→ Quoted text

▼

Wednesday, October 14, 2015



Why we must fight for free speech for people we loathe

Today’s backlash against censorship just isn’t good enough

At a glance, it seems a fightback against censorship has finally kicked off in Britain. Headlines inform us of a ‘feminist backlash against the censors’, proof, apparently, that the ‘tide [is] turning in the free-speech debate’. Even the Guardian has taken a five-minute breather from demanding restraints on Page 3, lads’ mags and sexist comedians to publish a piece criticising student officials’ No Platforming of radical feminists, telling us that ‘college is about learning to think’. The University of Warwick’s students’ union was forced to backtrack on its scandalous ban on Iranian secularist Maryam Namazie after liberal newspaper columnists raised hell. And the news that Bahar Mustafa, diversity officer at Goldsmiths Students’ Union, will shortly appear in court partly for having tweeted the hashtag #killallwhitemen has been met with near universal condemnation.

▲

→ Task set
**1.** According to the free-speech article, which students' union had to backtrack on its ban on Maryam Namazie?
**2.** Retype the part of the free-speech article starting with "At a glance, it" and going on through "near universal condemnation.".
**3.** Extend the free-speech article by writing what comes after its last sentence.
The data that comes after this point is separate from the free-speech article.

→ Dataset entries
▼

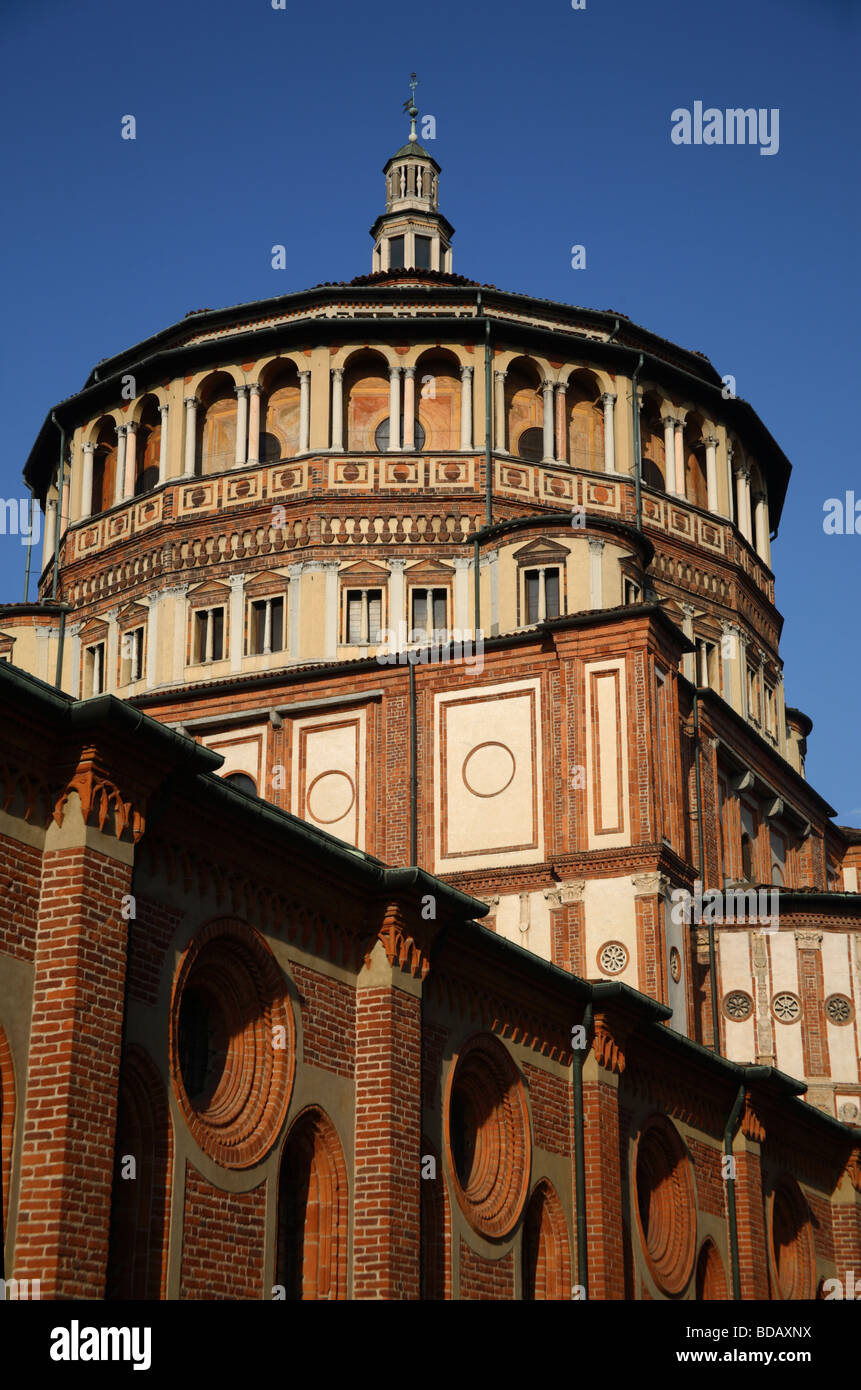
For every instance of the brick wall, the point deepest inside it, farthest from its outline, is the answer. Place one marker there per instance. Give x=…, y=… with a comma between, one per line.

▲
▼

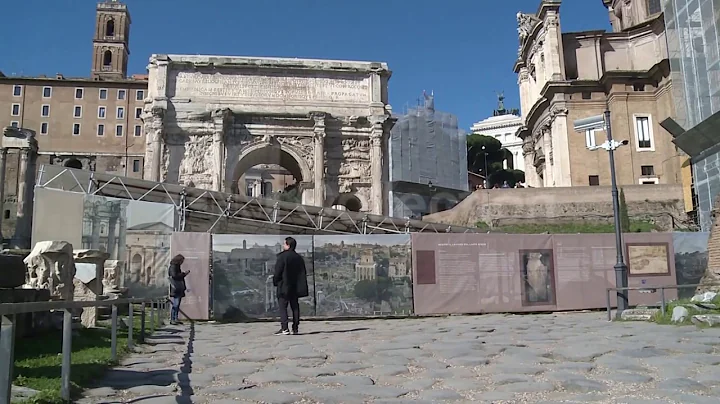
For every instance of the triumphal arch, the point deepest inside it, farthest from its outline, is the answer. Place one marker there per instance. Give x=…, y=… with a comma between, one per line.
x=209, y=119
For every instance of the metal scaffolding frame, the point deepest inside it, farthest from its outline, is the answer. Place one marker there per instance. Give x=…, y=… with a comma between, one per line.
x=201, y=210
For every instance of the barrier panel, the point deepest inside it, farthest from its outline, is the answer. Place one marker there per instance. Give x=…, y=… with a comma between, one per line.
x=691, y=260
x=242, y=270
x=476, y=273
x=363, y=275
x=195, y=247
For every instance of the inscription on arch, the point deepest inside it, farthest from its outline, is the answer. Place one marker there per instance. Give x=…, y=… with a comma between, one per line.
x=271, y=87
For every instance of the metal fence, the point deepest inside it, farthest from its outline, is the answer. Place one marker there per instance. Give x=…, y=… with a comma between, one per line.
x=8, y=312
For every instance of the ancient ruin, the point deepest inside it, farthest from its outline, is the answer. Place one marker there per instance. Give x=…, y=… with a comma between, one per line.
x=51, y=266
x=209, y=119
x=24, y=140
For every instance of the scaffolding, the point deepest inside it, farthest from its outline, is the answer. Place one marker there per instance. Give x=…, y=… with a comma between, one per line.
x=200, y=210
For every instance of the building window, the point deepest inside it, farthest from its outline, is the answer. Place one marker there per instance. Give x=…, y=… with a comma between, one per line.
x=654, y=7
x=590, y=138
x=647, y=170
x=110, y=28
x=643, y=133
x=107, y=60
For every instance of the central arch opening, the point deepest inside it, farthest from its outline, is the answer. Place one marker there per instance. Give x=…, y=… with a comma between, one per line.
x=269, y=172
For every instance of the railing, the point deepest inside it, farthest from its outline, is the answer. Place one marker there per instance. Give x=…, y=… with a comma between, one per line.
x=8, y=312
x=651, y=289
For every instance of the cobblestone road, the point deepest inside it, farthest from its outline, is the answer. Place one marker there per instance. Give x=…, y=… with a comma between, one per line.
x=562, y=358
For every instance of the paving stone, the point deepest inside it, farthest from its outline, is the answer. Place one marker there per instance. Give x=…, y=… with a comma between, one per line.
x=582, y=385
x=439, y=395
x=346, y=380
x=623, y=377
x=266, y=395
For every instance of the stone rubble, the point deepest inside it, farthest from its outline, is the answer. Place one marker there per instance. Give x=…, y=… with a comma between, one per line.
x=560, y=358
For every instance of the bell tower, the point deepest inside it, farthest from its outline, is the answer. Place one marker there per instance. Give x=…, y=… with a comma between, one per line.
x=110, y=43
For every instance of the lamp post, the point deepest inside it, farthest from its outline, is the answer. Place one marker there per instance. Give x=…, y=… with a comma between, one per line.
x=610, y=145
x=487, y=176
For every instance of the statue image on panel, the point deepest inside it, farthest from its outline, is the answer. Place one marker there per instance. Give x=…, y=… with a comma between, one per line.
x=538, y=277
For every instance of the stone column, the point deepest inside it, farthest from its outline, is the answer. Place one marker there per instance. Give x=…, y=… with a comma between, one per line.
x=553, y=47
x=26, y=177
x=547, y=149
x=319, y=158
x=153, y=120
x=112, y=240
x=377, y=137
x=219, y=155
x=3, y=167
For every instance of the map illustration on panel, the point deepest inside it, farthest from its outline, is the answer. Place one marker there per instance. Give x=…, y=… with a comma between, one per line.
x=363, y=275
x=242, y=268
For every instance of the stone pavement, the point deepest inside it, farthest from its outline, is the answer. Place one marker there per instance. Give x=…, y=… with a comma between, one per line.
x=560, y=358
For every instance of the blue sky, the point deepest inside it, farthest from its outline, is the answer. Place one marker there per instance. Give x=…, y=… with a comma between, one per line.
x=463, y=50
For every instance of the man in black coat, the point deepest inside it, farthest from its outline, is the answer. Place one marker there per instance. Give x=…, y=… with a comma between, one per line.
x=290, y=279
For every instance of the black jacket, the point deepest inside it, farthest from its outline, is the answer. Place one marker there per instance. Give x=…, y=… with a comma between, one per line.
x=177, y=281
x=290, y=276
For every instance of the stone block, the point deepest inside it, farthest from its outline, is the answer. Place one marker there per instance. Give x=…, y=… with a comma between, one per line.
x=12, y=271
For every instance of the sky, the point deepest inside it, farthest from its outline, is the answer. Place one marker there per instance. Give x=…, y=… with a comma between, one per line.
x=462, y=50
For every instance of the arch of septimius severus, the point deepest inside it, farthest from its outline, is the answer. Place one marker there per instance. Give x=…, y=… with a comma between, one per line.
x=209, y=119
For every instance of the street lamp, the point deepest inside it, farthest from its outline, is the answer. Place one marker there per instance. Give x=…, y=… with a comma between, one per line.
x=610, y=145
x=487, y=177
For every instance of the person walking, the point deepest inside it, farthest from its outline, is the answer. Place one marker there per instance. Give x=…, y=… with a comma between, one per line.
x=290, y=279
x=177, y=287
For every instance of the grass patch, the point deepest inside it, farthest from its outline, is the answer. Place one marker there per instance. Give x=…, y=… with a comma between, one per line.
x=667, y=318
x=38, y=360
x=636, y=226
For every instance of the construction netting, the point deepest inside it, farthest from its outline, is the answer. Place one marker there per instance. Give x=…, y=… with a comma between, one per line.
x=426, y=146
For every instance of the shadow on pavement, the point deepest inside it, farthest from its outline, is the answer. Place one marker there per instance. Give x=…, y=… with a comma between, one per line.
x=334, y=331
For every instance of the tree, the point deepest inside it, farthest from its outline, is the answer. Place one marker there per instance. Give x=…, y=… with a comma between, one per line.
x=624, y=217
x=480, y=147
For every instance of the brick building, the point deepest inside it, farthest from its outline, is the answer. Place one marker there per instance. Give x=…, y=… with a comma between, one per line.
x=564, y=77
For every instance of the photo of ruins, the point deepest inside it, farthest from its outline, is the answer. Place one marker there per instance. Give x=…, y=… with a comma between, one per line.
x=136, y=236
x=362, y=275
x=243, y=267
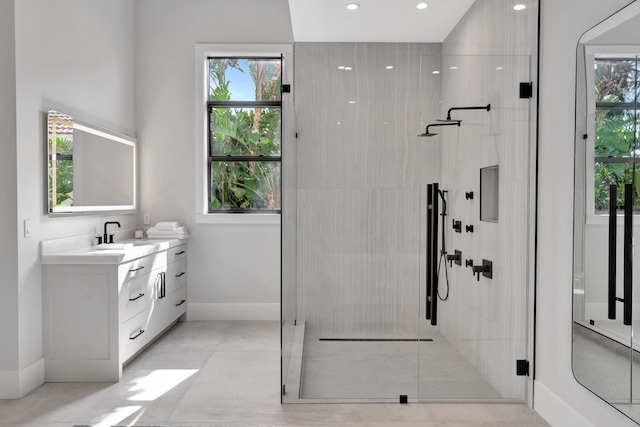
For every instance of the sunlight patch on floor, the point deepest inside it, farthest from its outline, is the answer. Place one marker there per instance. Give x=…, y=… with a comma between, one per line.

▲

→ Final results
**1.** The University of Warwick's students' union.

**2.**
At a glance, it seems a fightback against censorship has finally kicked off in Britain. Headlines inform us of a ‘feminist backlash against the censors’, proof, apparently, that the ‘tide [is] turning in the free-speech debate’. Even the Guardian has taken a five-minute breather from demanding restraints on Page 3, lads’ mags and sexist comedians to publish a piece criticising student officials’ No Platforming of radical feminists, telling us that ‘college is about learning to think’. The University of Warwick’s students’ union was forced to backtrack on its scandalous ban on Iranian secularist Maryam Namazie after liberal newspaper columnists raised hell. And the news that Bahar Mustafa, diversity officer at Goldsmiths Students’ Union, will shortly appear in court partly for having tweeted the hashtag #killallwhitemen has been met with near universal condemnation.

**3.**
On one level, this feels good. At last people are taking seriously a freedom that spiked has been championing since we were founded, which we describe as ‘the foundational freedom upon which every other right we enjoy is built’. But on another level there’s a serious problem with this supposed backlash against censorship, something that ought to make all true free speechers feel uncomfortable. Which is this: for the most part, and certainly in all the recent flashpoint cases mentioned above, people are only defending free speech for people they like. In fact, their new interest in freedom of speech was kindled only when a colleague, comrade or mate of theirs faced censorship. They aren’t defending freedom of speech; they’re defending friends’ speech. And today’s various, distinct, disconnected calls to ‘let my friend speak!’ could actually damage rather that boost that most pressing cause of the 21st century: the fight for the right of everyone – literally everyone – to say, sing, write, depict and think whatever they like.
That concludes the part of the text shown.